TEXT SECTION:
# Trooper Jason Brown, 29 - Australia SASR



## peefyloo (Aug 14, 2010)

AN Australian special forces soldier has died in Afghanistan, taking the number of Australian soldiers to have died in Afghanistan to 18.

Acting Defence Force chief Lieutenant General David Hurley named the soldier as Trooper Jason Brown, 29, a member of the Perth-based Special Air Service Regiment.

Lt Gen Hurley on Saturday said Trooper Brown was shot overnight while assisting in a "disruption operation" in northern Kandahar.

Several insurgents engaged the coalition troops using small arms, and Trooper Brown suffered multiple gunshot wounds.

He received immediate first aid and was evacuated by helicopter to Kandahar, but died.

Lt Gen Hurley expressed "deep regret" at the death, but said no other other Australian or Afghan troops were wounded.

He said the soldier's family had been notified.


Full story at: http://www.news.com.au/national/aus...d-in-afghanistan/story-e6frfkvr-1225905187785


----------



## Crusader74 (Aug 14, 2010)

Rest in peace Trooper Brown..


----------



## digrar (Aug 14, 2010)

Ex 1RAR and 4RAR Commando, before passing selection for the Regiment in 2007. 

   Rest Ye, Oh Warrior,
You’ll Battle No More.
No Longer To Live
The Horrors Of War.
Your Duty Was Done
With Honour And Pride,
Farewell Oh Brother
Until We March By Your Side.


----------



## Centermass (Aug 14, 2010)

Godspeed Warrior. 

~S~


----------



## QC (Aug 14, 2010)

RIP mate.


----------



## Rabid Badger (Aug 14, 2010)

RIP brother....


----------



## Muppet (Aug 14, 2010)

Rest easy Trooper.

F.M.


----------



## Manolito (Aug 14, 2010)

Thank You Trooper until we meet on the other side.
Bill


----------



## 0699 (Aug 14, 2010)

RIP Warrior.


----------



## Dame (Aug 14, 2010)

Rest in peace, Trooper.


----------



## Gypsy (Aug 14, 2010)

Rest in Peace.


----------



## SpitfireV (Aug 15, 2010)

Rest in peace mate, may you decent from heaven and kill some more bastards in Hell.


----------



## pardus (Aug 15, 2010)

We Will Remember Them...


----------



## Rapid (Aug 15, 2010)

RIP, Trooper.


----------



## tova (Aug 17, 2010)

RIP, Godspeed, PBS....


----------



## Mac_NZ (Aug 17, 2010)

Heard about this the other day.  RIP.


----------



## Ranger_Smoothie (Aug 17, 2010)

Rest easy Brother.


----------



## Headshot (Aug 17, 2010)

RIP Warrior!


----------

GIVEN INFORMATION:
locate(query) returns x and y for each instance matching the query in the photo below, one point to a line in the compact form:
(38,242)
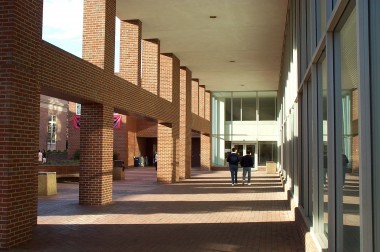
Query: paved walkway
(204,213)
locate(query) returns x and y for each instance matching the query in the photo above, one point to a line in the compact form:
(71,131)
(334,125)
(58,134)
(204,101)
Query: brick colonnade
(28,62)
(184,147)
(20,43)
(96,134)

--

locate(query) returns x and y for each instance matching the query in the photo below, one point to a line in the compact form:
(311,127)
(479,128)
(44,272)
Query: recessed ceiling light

--

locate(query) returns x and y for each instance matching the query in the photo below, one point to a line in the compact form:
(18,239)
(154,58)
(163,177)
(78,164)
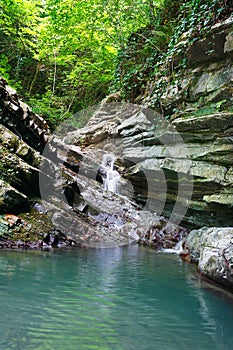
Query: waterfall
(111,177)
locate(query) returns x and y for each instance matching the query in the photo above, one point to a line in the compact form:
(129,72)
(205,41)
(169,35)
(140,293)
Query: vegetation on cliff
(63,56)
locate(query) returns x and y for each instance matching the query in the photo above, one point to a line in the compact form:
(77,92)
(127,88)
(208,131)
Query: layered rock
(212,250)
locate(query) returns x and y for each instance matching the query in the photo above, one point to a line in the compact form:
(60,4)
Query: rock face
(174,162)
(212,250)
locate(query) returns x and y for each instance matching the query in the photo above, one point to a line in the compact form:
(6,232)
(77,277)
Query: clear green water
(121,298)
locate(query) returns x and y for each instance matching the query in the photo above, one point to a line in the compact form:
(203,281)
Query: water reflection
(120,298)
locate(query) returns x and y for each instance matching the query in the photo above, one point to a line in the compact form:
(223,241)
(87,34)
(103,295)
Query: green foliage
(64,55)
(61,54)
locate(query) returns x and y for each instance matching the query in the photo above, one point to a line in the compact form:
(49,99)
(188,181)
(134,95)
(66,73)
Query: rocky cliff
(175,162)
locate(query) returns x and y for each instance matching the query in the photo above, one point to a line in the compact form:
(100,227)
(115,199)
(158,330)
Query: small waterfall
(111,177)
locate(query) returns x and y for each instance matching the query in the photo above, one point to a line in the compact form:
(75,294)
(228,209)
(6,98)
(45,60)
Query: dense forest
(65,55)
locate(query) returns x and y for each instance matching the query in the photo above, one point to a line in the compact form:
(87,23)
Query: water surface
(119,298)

PROBLEM:
Rewrite the stretch of the forum thread from "Lt Gen Hurley expressed" through "Crusader74 (Aug 14, 2010)", changing "family" to "relatives".

COMPLETED EXERCISE:
Lt Gen Hurley expressed "deep regret" at the death, but said no other other Australian or Afghan troops were wounded.

He said the soldier's relatives had been notified.


Full story at: http://www.news.com.au/national/aus...d-in-afghanistan/story-e6frfkvr-1225905187785


----------



## Crusader74 (Aug 14, 2010)